• OBJECTIVE: Write the line that includes "Note: for this drill we locate the glass panel" and all subsequent lines, exactly as written, and nothing more.

Pointing dataset records:
****
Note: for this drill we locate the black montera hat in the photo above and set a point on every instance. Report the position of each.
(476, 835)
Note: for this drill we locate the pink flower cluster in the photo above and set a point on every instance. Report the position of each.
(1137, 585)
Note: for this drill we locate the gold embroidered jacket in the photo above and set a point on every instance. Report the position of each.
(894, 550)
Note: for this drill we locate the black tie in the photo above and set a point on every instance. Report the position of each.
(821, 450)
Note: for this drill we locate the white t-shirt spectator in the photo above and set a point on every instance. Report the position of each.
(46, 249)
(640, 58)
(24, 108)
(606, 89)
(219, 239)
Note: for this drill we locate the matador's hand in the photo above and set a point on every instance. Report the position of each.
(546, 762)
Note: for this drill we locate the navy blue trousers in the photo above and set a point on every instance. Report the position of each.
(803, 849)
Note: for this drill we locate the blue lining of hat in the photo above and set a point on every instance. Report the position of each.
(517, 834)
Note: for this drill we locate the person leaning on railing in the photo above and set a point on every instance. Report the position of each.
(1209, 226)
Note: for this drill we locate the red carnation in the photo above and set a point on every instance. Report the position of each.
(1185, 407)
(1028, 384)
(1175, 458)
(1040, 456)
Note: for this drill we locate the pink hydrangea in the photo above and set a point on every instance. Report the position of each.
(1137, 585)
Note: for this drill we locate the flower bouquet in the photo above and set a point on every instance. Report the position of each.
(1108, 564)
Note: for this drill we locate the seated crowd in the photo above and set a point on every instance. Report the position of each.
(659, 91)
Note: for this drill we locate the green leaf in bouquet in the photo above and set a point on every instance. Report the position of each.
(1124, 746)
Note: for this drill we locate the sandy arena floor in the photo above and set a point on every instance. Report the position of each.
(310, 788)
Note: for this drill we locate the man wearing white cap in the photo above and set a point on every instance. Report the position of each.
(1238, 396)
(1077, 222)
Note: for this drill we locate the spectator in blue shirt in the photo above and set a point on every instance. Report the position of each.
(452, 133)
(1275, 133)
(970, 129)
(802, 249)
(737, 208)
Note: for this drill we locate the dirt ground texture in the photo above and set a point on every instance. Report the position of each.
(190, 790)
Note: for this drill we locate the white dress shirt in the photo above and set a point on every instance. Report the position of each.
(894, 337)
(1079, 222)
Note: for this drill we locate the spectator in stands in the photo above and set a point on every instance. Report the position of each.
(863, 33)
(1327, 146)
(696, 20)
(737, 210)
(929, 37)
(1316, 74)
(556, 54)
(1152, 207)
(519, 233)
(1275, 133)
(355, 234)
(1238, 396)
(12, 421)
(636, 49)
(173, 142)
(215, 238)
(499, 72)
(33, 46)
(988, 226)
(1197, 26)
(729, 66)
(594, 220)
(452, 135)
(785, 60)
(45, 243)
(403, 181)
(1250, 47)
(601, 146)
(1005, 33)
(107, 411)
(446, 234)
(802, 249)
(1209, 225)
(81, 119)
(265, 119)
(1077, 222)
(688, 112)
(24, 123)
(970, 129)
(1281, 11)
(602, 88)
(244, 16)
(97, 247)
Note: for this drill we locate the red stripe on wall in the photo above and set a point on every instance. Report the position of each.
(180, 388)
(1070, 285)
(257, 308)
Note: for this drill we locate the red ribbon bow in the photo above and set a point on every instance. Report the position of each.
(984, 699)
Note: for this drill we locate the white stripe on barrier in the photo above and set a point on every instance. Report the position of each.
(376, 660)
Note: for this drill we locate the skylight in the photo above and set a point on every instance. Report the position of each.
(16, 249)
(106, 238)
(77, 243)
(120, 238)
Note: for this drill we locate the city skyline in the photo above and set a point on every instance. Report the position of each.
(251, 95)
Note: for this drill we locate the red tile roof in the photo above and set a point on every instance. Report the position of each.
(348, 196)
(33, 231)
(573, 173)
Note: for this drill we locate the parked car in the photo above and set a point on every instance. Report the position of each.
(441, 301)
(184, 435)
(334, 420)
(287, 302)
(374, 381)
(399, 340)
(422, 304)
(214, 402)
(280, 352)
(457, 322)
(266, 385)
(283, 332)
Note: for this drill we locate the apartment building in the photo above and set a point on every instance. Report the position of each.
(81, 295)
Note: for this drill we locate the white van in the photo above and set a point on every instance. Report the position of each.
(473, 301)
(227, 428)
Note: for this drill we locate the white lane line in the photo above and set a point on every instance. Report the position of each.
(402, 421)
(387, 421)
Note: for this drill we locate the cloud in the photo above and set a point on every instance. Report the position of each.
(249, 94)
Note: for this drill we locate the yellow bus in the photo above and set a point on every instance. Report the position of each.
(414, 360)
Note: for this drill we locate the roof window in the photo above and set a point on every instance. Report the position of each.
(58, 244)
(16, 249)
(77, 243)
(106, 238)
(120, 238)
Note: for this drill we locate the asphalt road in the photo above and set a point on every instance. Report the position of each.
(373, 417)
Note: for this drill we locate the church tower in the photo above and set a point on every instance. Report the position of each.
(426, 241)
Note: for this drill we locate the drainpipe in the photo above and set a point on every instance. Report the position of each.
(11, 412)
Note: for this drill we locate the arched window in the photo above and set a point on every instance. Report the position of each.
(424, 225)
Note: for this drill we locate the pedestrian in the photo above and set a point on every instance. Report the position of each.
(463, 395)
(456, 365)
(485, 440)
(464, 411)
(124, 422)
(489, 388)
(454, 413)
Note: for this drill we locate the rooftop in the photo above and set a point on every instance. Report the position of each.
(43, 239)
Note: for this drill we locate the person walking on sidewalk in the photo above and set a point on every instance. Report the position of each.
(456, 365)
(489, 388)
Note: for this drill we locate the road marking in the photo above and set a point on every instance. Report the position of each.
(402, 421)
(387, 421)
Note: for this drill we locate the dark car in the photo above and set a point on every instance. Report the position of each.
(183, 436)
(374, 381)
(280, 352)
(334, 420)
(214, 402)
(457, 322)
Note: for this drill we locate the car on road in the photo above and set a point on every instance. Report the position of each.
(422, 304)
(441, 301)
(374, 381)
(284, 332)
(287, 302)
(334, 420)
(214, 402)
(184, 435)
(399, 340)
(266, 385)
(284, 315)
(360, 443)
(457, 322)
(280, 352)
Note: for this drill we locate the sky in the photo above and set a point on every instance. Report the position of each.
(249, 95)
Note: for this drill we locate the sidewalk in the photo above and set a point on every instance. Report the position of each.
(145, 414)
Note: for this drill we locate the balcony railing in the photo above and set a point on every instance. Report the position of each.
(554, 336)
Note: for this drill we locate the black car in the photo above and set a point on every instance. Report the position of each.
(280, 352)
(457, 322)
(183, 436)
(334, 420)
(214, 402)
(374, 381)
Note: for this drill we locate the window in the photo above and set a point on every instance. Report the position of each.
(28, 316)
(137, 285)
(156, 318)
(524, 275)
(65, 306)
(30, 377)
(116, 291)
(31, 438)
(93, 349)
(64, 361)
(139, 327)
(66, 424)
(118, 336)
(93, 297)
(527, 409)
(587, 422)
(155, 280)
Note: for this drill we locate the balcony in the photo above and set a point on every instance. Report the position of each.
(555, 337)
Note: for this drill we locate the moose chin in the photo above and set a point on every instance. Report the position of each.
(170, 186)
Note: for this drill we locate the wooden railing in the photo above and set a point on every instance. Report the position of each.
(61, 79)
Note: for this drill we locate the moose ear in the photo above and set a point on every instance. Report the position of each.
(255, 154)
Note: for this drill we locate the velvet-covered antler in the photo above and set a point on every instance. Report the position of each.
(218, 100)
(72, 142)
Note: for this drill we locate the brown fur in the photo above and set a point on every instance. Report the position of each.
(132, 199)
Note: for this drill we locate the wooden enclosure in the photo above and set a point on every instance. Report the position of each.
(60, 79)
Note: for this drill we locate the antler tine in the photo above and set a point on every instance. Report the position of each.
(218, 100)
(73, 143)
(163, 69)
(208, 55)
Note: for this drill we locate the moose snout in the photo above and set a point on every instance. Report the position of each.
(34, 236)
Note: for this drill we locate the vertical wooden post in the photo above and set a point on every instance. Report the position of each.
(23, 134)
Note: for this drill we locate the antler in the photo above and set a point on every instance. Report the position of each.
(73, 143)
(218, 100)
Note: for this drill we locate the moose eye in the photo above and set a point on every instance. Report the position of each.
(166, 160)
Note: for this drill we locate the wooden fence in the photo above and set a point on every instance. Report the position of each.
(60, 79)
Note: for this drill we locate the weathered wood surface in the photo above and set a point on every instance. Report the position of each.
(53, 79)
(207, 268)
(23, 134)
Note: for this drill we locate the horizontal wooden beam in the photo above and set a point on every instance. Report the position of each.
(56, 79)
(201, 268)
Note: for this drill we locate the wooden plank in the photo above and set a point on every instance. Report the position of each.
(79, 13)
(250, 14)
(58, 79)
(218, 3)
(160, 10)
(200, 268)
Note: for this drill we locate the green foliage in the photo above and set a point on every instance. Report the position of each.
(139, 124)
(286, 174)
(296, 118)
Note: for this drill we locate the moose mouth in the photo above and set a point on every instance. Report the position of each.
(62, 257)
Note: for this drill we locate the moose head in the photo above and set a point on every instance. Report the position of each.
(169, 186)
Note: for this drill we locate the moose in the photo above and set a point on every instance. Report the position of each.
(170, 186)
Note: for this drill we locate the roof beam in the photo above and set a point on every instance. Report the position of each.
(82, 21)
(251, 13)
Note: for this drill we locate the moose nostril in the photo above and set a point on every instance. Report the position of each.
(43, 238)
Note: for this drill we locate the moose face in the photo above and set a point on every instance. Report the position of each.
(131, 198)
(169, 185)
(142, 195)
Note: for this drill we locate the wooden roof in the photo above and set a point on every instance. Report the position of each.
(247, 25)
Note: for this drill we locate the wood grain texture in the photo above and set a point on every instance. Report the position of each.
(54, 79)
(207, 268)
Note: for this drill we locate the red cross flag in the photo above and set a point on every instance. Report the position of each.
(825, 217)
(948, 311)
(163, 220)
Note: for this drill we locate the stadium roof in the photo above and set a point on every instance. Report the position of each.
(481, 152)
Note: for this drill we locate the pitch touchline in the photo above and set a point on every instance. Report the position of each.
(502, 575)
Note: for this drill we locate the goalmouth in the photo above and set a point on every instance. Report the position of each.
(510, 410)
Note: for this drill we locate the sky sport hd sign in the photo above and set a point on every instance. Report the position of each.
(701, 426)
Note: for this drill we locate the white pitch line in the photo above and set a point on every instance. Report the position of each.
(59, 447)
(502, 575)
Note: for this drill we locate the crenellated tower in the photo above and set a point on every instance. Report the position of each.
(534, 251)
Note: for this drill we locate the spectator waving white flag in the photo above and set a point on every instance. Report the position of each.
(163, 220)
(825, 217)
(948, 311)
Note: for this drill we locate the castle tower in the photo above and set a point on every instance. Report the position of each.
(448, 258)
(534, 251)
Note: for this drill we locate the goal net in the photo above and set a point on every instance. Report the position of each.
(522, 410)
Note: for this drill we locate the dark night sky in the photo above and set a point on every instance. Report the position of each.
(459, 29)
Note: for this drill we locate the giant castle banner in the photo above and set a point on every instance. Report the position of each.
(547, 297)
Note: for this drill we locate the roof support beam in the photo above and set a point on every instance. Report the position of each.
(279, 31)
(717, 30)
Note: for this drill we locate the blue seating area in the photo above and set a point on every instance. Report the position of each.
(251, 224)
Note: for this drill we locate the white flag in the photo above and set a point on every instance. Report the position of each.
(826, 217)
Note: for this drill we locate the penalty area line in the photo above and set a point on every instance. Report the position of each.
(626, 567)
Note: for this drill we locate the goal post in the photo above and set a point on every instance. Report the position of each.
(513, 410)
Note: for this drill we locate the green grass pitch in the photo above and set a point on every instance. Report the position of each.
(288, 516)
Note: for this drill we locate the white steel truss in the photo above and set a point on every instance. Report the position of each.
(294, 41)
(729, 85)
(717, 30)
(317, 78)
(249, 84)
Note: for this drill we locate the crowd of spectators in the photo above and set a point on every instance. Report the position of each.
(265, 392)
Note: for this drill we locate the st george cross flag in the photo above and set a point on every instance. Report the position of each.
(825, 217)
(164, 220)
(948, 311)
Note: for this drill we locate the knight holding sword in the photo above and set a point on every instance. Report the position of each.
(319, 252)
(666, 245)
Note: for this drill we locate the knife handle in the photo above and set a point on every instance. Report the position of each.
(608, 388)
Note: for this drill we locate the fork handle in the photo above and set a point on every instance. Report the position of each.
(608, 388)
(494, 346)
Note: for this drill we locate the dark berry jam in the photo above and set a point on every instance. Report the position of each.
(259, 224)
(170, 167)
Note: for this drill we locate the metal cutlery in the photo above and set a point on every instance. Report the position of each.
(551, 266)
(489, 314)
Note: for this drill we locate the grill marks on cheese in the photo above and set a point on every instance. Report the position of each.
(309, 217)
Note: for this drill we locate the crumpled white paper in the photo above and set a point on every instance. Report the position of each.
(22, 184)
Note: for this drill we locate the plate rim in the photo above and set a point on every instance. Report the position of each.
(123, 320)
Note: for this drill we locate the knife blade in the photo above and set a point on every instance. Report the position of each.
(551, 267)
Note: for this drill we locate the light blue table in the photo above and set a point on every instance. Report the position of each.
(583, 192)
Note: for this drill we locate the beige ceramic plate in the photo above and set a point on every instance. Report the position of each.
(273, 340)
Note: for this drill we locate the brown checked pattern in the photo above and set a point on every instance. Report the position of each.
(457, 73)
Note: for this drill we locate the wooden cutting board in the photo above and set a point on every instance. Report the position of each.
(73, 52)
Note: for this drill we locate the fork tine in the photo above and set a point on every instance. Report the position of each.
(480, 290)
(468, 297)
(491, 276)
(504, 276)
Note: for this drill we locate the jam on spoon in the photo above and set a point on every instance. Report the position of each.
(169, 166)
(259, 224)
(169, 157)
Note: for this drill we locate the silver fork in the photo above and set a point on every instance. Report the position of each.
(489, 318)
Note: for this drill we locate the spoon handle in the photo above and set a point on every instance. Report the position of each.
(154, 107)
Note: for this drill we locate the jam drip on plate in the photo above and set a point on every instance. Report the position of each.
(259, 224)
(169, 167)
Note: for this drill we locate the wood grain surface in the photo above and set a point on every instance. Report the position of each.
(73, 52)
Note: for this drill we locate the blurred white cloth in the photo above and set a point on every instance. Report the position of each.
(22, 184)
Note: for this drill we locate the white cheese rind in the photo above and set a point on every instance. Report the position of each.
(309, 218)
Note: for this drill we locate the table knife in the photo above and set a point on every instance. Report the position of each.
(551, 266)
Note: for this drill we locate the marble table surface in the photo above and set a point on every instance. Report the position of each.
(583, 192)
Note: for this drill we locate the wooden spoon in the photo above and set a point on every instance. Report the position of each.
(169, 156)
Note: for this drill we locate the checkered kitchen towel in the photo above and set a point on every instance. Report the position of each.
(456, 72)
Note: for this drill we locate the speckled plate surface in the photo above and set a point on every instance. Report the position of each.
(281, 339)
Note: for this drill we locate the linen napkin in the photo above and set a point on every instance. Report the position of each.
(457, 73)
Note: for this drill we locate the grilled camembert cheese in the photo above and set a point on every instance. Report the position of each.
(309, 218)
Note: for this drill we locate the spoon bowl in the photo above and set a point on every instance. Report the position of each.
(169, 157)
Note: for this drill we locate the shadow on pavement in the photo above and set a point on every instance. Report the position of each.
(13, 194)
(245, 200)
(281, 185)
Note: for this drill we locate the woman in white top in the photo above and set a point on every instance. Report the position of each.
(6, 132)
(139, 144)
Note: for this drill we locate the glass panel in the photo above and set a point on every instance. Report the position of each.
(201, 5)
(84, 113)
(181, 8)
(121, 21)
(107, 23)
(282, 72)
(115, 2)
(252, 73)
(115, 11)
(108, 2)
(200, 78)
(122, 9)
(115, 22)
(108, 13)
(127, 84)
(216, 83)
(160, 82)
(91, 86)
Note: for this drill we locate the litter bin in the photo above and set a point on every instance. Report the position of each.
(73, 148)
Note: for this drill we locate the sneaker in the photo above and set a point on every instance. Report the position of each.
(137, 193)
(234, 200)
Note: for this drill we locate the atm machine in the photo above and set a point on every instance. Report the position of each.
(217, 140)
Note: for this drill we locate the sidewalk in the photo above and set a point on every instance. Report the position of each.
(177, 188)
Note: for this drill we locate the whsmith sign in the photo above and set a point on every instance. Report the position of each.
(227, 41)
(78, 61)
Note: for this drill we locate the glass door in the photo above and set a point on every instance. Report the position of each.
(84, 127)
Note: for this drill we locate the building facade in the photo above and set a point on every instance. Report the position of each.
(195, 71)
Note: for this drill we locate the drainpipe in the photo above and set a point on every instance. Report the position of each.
****
• CORRECT RESULT:
Note: for this drill we locate the glass panel in the photo above and set a point on every instance. Report the position of each.
(201, 5)
(84, 113)
(181, 8)
(121, 21)
(107, 23)
(282, 72)
(115, 2)
(252, 73)
(115, 11)
(108, 2)
(200, 78)
(122, 9)
(115, 22)
(108, 13)
(127, 84)
(216, 83)
(160, 82)
(91, 86)
Note: for this drill we locate the litter bin in the photo above and set a point on every instance. Report the position of each.
(73, 148)
Note: for this drill we locate the sneaker in the photo above and set a point on every instance. Report the position of each.
(137, 193)
(234, 200)
Note: for this drill we locate the atm machine in the photo above and set a point on every instance. Report the position of each.
(217, 140)
Note: for this drill we locate the sidewalk in the photo above and set a point on every instance. Report the position of each.
(177, 188)
Note: for this drill we locate the whsmith sign in the photo above and set a point on every instance. Report the position of each.
(227, 41)
(78, 61)
Note: for this drill we locate the glass door in the photo above and set a point on every instance. Report the position of each.
(84, 127)
Note: for this drill we locate the building facade in the photo above and set a point on every instance. Report the position of each.
(195, 71)
Note: for this drill we locate the drainpipe in the photo above and set a point on every instance. Report the position of each.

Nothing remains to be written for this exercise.